[Begin Data records]

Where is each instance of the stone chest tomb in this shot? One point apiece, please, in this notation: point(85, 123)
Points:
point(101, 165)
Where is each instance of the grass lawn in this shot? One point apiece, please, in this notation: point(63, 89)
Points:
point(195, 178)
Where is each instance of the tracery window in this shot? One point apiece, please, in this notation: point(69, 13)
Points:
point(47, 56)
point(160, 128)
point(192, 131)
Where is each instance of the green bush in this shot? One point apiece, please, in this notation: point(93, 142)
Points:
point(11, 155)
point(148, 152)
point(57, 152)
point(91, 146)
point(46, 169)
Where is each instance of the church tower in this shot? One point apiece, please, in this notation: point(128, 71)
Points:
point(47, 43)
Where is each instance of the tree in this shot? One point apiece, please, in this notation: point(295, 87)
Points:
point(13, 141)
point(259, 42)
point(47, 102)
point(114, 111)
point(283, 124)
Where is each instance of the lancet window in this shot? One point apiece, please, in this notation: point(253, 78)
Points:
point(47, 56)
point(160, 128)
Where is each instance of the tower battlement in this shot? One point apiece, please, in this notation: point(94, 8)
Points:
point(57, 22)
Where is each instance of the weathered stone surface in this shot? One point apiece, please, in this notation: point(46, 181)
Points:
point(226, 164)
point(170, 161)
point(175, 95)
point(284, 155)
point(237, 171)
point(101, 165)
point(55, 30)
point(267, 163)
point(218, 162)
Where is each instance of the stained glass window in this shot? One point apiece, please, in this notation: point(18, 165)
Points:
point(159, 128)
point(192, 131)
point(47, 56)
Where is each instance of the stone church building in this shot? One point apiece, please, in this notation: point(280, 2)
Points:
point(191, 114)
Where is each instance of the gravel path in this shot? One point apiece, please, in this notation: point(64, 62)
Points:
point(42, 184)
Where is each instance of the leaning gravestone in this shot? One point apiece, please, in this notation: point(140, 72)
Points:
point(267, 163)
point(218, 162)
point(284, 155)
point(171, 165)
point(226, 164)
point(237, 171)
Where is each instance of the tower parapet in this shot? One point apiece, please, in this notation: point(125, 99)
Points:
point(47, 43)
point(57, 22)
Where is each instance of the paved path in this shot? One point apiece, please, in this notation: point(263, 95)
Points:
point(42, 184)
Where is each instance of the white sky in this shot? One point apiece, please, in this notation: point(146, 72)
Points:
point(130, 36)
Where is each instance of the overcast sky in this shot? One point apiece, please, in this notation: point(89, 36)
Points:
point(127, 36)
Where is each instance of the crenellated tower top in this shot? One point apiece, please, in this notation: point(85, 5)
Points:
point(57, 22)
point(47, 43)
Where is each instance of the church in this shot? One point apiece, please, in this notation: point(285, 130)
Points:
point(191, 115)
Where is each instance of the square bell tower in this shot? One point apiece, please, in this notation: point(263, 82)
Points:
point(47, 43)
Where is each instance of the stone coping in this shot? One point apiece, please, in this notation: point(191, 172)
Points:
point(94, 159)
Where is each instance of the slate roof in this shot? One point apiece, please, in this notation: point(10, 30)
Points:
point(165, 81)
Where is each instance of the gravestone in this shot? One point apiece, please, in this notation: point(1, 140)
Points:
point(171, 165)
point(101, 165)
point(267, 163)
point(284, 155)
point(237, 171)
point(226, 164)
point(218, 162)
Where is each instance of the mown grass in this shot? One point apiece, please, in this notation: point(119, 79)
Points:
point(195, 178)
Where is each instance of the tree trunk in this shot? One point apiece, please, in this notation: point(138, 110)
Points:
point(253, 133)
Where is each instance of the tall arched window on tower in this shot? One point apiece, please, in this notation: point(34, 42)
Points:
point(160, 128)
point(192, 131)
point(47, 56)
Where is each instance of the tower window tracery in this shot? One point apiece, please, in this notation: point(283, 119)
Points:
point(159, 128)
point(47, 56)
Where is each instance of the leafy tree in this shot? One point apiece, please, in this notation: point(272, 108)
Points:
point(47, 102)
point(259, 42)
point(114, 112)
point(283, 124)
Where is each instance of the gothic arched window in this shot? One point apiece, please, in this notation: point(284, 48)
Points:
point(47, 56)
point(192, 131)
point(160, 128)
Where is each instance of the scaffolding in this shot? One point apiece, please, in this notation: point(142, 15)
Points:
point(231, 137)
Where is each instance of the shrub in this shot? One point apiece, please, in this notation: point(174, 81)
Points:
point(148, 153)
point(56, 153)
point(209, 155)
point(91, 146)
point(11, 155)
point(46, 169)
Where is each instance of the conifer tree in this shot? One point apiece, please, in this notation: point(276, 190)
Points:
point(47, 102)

[End Data records]

Exercise description: Reproduce every entry shown above, precisely as it stands.

Solution to the exercise:
Where is each instance of the stone chest tomb in this shot? One point apiece, please, in this notation: point(85, 123)
Points:
point(101, 165)
Where is each instance of the grass lawn in this shot? One point apiece, please, in this notation: point(63, 89)
Points:
point(195, 178)
Where is each instance of the tracery window in this shot? One point apiece, please, in this notation: point(69, 13)
Points:
point(47, 56)
point(160, 128)
point(192, 131)
Where is each instance of the green bush in this shot? One point apiece, please, in this notation: point(93, 142)
Points:
point(11, 155)
point(148, 152)
point(57, 152)
point(91, 146)
point(46, 169)
Where is each instance of the church tower in this shot? One point apiece, please, in this notation: point(128, 71)
Points:
point(47, 43)
Where is each instance of the tree in this shot? One point apiece, please, in this notation: point(295, 87)
Points:
point(13, 141)
point(259, 42)
point(47, 102)
point(114, 111)
point(283, 124)
Where is each instance of the lancet window in this shot? One point apiece, please, in this notation: point(253, 78)
Points:
point(47, 56)
point(160, 128)
Where is each instance of the tower battlement in this shot? One point apiece, please, in this notation: point(94, 8)
Points:
point(57, 22)
Where is each instance of the weathered stone surface in this shot? One point apiece, please, in this notation: point(46, 181)
Points:
point(226, 164)
point(170, 161)
point(175, 95)
point(284, 155)
point(237, 171)
point(101, 165)
point(55, 30)
point(267, 163)
point(218, 162)
Where is each instance of the stained glass window in this shot? One point apiece, please, in this notation: point(18, 165)
Points:
point(159, 128)
point(192, 131)
point(47, 56)
Where is each instance of the stone church building in this shot? One point apiece, please, in this notation: point(280, 2)
Points:
point(191, 114)
Where is each instance of the gravel path in this shot? One point apiece, please, in this notation: point(64, 62)
Points:
point(42, 184)
Where is each instance of the leaning gravestone in this shot? One point apiece, please, in this notation: point(140, 72)
Points:
point(267, 163)
point(218, 162)
point(284, 155)
point(171, 165)
point(226, 164)
point(237, 171)
Where is each instance of the tower parapet in this shot? One point apiece, please, in this notation: point(125, 99)
Points:
point(47, 43)
point(57, 22)
Where is each instance of the paved path in this shot? One point apiece, please, in this notation: point(263, 95)
Points:
point(42, 184)
Where is each instance of the white sky in this shot? One point apiece, please, in this notation: point(146, 72)
Points:
point(130, 36)
Where is each instance of the overcast sky in this shot? One point apiece, please, in this notation: point(89, 36)
Points:
point(127, 36)
Where is each instance of the crenellated tower top in this shot? One point apiece, please, in this notation: point(85, 5)
Points:
point(57, 22)
point(47, 43)
Where is each instance of the church in this shot? One point apiece, please, in this notation: point(285, 130)
Points:
point(191, 115)
Where is each instance of the square bell tower in this shot? One point apiece, please, in this notation: point(263, 82)
Points:
point(47, 43)
Where is each instance of the stone coping in this shot? One point apiece, please, in this notation: point(191, 172)
Points:
point(94, 159)
Where is each instance of the slate roof in this shot? One point apiece, please, in this notation: point(10, 30)
Points:
point(165, 81)
Where is each instance of the gravestone in this shot? One point apiece, please, in this notation: point(1, 140)
Points:
point(171, 165)
point(101, 165)
point(267, 163)
point(284, 155)
point(237, 171)
point(226, 164)
point(218, 162)
Where is each instance of the mown grass in this shot? One point apiece, please, in this notation: point(119, 79)
Points:
point(195, 178)
Where is each instance of the tree trunk in this shot? One point apiece, please, in this notation: point(138, 110)
Points:
point(253, 133)
Where is each instance of the tall arched window on tower in this shot? One point apiece, please, in this notation: point(34, 42)
Points:
point(160, 128)
point(192, 131)
point(47, 56)
Where is each instance of the tower window tracery in this shot? One point apiece, please, in this notation: point(283, 119)
Points:
point(159, 128)
point(47, 56)
Where is each instance of the leafy tree in this shot? One point apiece, please, in this notation: point(272, 108)
Points:
point(47, 102)
point(259, 42)
point(114, 112)
point(283, 124)
Where is each instance of the gothic arched window in this shot? One point apiece, please, in this notation: point(284, 48)
Points:
point(47, 56)
point(192, 131)
point(160, 128)
Where is each instance of the scaffolding in this shot? One point apiece, please, in this notation: point(142, 15)
Points:
point(231, 137)
Where is each instance of the shrub in this shot? One point apiece, please, in this notation: point(174, 81)
Points:
point(148, 153)
point(56, 153)
point(209, 155)
point(91, 146)
point(11, 155)
point(46, 169)
Where is each instance of the conifer tree in this shot? One point apiece, please, in this notation: point(276, 190)
Points:
point(47, 102)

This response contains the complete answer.